**** EXTRACT PROVIDED
FORT WORTH, Texas—The Amon Carter Museum of American Art presents Discarded: Photographs by Anthony Hernandez on view March 5 through August 7, 2016. This inaugural presentation of the acclaimed artist’s newest project evocatively explores Americans’ penchant for discarding what they no longer find useful through 30 large-scale photographs of buildings, people, and the land east and northeast of Los Angeles. Admission is free.
Discarded arises from the 2008 recession, which hit California particularly hard, when homebuilders and owners faced loans and mortgages that were worth more than their properties. Yet, the artist’s large prints of deserted homes and empty fields paradoxically lure us in with their meticulously rendered balance, color and detail, according to John Rohrbach, senior curator of photographs at the Amon Carter.
“Hernandez frames his photographs with his own peculiar meld of record and abstraction, drawing beauty out of desolation,” Rohrbach says. “The subject may be discard, but there is a certain poignancy to the artist’s photographs. Form, light and space keep us looking long after we want to turn away.”
********
● GOAL 1
Return each line of the entries below that contains the word "trace".
**** THE INPUT
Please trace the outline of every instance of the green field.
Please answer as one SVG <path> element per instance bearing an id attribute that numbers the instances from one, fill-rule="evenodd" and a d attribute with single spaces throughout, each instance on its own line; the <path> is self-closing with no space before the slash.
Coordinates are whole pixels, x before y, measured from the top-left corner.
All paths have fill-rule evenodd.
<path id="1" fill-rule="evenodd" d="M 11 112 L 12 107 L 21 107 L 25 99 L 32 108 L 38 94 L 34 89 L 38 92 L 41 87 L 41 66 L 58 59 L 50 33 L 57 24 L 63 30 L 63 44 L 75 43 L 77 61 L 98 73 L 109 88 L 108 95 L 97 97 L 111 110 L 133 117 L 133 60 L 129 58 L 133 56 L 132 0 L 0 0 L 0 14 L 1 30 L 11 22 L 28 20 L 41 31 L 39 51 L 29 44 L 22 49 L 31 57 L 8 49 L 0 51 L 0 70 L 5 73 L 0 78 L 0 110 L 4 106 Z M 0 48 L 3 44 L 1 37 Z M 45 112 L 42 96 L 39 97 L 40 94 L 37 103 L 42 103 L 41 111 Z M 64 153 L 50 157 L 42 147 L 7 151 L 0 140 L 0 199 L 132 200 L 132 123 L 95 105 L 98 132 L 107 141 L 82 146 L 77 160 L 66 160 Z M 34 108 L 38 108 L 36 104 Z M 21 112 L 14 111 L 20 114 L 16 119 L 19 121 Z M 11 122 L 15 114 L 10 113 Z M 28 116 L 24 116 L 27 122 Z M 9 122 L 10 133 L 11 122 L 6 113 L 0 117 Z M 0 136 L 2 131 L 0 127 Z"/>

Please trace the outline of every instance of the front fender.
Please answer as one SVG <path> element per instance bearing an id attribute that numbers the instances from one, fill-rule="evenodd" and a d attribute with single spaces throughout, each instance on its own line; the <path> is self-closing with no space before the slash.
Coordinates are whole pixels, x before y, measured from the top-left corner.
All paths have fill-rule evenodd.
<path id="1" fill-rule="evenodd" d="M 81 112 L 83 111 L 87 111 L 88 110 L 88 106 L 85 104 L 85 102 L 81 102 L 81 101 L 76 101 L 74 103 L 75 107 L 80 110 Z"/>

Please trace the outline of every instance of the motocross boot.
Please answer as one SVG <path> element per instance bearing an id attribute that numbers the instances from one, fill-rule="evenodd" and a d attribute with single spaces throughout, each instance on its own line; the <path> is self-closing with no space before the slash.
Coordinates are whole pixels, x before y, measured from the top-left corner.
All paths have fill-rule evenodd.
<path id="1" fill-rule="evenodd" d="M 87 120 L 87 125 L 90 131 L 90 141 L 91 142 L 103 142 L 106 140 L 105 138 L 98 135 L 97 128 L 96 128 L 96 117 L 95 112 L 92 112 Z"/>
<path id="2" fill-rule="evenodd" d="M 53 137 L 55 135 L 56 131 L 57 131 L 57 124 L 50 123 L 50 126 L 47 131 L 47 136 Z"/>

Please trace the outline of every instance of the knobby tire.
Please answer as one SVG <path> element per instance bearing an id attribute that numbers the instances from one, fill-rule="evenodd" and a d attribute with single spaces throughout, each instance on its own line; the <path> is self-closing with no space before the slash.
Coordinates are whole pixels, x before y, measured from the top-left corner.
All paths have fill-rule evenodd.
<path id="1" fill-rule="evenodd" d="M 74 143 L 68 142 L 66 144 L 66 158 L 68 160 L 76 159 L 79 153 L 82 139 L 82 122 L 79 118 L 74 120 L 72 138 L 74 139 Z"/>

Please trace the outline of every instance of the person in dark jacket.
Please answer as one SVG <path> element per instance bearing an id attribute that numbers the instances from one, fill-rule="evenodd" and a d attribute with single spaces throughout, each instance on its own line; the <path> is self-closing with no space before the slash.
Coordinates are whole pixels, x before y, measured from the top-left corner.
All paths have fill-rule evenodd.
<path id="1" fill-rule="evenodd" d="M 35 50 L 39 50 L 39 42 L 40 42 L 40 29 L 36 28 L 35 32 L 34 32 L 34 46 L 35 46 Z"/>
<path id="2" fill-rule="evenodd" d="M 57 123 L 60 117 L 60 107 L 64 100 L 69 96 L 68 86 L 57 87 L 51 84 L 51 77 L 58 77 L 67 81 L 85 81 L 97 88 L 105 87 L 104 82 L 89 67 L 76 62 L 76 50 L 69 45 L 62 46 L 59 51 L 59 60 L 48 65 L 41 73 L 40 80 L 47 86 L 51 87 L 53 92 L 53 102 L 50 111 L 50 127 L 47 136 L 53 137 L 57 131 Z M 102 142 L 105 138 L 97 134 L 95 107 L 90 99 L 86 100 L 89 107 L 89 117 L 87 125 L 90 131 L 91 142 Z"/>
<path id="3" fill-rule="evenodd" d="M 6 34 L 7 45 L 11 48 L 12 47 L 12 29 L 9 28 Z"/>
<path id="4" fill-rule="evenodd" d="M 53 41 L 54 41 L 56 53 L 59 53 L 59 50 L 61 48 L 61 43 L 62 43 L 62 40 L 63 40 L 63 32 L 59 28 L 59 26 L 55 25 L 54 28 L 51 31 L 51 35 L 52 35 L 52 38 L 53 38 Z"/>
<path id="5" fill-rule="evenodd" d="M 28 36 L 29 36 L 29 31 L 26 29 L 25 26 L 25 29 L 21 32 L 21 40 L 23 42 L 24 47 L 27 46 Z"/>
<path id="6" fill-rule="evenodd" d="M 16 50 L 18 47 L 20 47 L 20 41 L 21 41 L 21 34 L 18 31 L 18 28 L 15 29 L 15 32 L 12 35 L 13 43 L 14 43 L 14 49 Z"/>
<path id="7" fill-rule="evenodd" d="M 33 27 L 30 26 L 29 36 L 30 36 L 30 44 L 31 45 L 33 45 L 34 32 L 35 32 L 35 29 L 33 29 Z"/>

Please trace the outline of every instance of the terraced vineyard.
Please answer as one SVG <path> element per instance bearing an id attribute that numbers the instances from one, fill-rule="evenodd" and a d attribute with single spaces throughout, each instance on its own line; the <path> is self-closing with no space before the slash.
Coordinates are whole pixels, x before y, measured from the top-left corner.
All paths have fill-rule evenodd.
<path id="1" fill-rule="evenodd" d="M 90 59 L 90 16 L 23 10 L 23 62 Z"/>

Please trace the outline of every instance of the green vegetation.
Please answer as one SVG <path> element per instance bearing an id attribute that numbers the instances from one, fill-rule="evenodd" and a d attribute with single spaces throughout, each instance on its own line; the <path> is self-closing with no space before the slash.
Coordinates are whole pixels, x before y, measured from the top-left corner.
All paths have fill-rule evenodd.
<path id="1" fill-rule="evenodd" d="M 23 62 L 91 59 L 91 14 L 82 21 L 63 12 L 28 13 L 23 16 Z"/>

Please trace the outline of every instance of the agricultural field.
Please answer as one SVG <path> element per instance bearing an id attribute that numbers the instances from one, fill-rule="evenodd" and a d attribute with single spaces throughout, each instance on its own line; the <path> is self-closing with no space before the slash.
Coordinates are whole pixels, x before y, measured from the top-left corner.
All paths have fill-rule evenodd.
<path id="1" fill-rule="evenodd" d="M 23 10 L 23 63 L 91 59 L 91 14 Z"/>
********
● GOAL 2
Return a word-for-word passage from the exhibition announcement above, beginning at the words "FORT WORTH, Texas—The" and stopping after "the Amon Carter.".

● CORRECT OUTPUT 1
Please trace the outline of every instance of the green field.
Please trace the outline of every instance of the front fender.
Please trace the outline of every instance of the motocross boot.
Please trace the outline of every instance of the knobby tire.
Please trace the outline of every instance of the person in dark jacket.
Please trace the outline of every instance of the terraced vineyard.
Please trace the outline of every instance of the green vegetation.
Please trace the outline of every instance of the agricultural field.

● CORRECT OUTPUT 2
FORT WORTH, Texas—The Amon Carter Museum of American Art presents Discarded: Photographs by Anthony Hernandez on view March 5 through August 7, 2016. This inaugural presentation of the acclaimed artist’s newest project evocatively explores Americans’ penchant for discarding what they no longer find useful through 30 large-scale photographs of buildings, people, and the land east and northeast of Los Angeles. Admission is free.
Discarded arises from the 2008 recession, which hit California particularly hard, when homebuilders and owners faced loans and mortgages that were worth more than their properties. Yet, the artist’s large prints of deserted homes and empty fields paradoxically lure us in with their meticulously rendered balance, color and detail, according to John Rohrbach, senior curator of photographs at the Amon Carter.